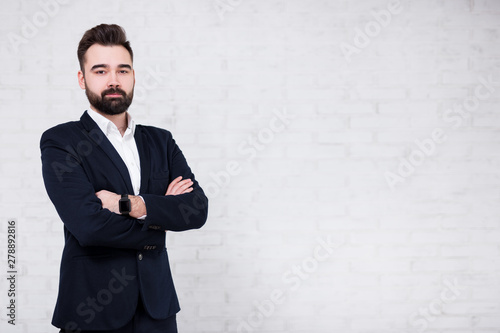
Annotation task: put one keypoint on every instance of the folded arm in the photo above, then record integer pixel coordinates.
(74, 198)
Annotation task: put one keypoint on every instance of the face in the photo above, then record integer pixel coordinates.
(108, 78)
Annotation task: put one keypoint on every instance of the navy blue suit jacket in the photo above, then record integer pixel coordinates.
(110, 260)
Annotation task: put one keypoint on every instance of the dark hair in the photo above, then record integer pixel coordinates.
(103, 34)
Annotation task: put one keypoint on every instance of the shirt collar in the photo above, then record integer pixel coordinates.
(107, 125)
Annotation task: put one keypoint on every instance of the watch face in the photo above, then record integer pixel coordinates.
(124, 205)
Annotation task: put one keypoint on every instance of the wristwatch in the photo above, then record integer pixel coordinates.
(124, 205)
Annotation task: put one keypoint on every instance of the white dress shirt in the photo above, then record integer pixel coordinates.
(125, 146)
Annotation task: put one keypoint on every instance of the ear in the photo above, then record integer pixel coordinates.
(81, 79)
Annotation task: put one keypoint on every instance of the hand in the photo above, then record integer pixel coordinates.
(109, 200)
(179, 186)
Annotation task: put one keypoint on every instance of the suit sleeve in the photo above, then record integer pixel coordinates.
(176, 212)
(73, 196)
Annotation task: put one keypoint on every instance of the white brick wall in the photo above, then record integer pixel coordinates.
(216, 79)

▶ [TASK BRIEF]
Restate the listing word for word, pictures omitted.

▶ [SOLUTION]
Annotation task: put one keypoint on every instance of the folded arm in the photo above, then record integer pixel coordinates.
(74, 198)
Annotation task: put one keypoint on every instance of the face in the photo above, then record integer pixel coordinates.
(108, 78)
Annotation task: put one keypoint on every instance of the navy blue suit jacket in the photo above, then record integer pixel coordinates.
(110, 260)
Annotation task: put one keypoint on every instance of the dark hair in the photo above, then record integer pixel coordinates.
(103, 34)
Annotation task: put one keypoint on every instance of the shirt collar in the photo above, then record integer pixel coordinates.
(107, 125)
Annotation task: put one keypoint on every instance of the watch face in the photo above, then record integer pixel coordinates.
(124, 205)
Annotation task: put one keypoint on every instance of the wristwatch in the photo above, then record integer pixel coordinates.
(124, 205)
Annotation task: put one keypoint on every instance of the white dress shirt in the photo above, then record integer pixel coordinates.
(125, 146)
Annotation task: put one keypoint on every instance of the ear in the photo above, then record integer pixel coordinates.
(81, 79)
Annotation task: put one keypoint on every instance of the hand in the photo above, then record integer pixel coordinates.
(109, 200)
(179, 186)
Annotation task: put one keypoint on every instance of the suit sleeve in the photo above, then record integer pixel coordinates.
(176, 212)
(73, 196)
Annotation task: put one keypoint on every instance of the white brick wall in the photo above, then record integer pixel coordinates.
(216, 79)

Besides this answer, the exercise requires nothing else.